-- Extracted data follows --

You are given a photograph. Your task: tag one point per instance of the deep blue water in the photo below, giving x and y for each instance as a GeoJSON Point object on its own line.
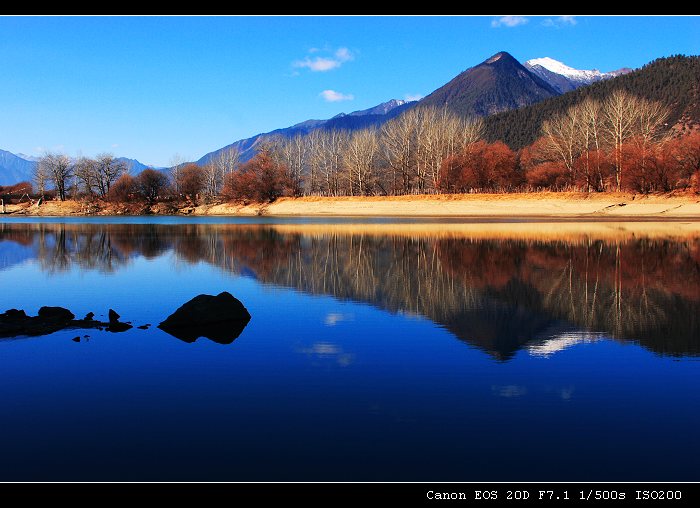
{"type": "Point", "coordinates": [369, 356]}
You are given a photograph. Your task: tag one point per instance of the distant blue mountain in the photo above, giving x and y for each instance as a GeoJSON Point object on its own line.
{"type": "Point", "coordinates": [351, 121]}
{"type": "Point", "coordinates": [14, 169]}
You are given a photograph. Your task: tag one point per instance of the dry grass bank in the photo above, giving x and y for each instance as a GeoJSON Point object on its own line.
{"type": "Point", "coordinates": [526, 205]}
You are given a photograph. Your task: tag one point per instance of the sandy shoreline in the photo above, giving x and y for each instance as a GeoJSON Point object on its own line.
{"type": "Point", "coordinates": [534, 205]}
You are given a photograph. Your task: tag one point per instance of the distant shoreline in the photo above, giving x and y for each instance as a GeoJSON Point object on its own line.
{"type": "Point", "coordinates": [544, 205]}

-- Extracted data concluded --

### Problem to solve
Word for word, repeat all the data, but not its images.

### Answer to the exercise
You are given a photograph. Your task: tag one point per instance of the deep blue water in the photo below, giving x and y for each instance as a GeoJSON Point object on its own line.
{"type": "Point", "coordinates": [369, 356]}
You are given a photograph. Your task: tag one point per instance of the distant blue mountain in the photo above, giving x and y for each instance as a GeoJSON Point object on its own line.
{"type": "Point", "coordinates": [351, 121]}
{"type": "Point", "coordinates": [14, 169]}
You are given a photograph. Your task: tag one point per instance of the dry grass bank in the photo above, giving x and y for each instance as a GeoJSON Point object on its own line.
{"type": "Point", "coordinates": [526, 205]}
You are given a photograph. Your task: tag one point per instance of the sandy shoreline in the photo above, giving x and y for each instance as a GeoJSON Point object on its own line.
{"type": "Point", "coordinates": [534, 205]}
You are given a photograph. Your task: tag one point per instance of the distant shoreline in the photo above, giving x and y for each instance as a GeoJSON Point object on its own line.
{"type": "Point", "coordinates": [544, 205]}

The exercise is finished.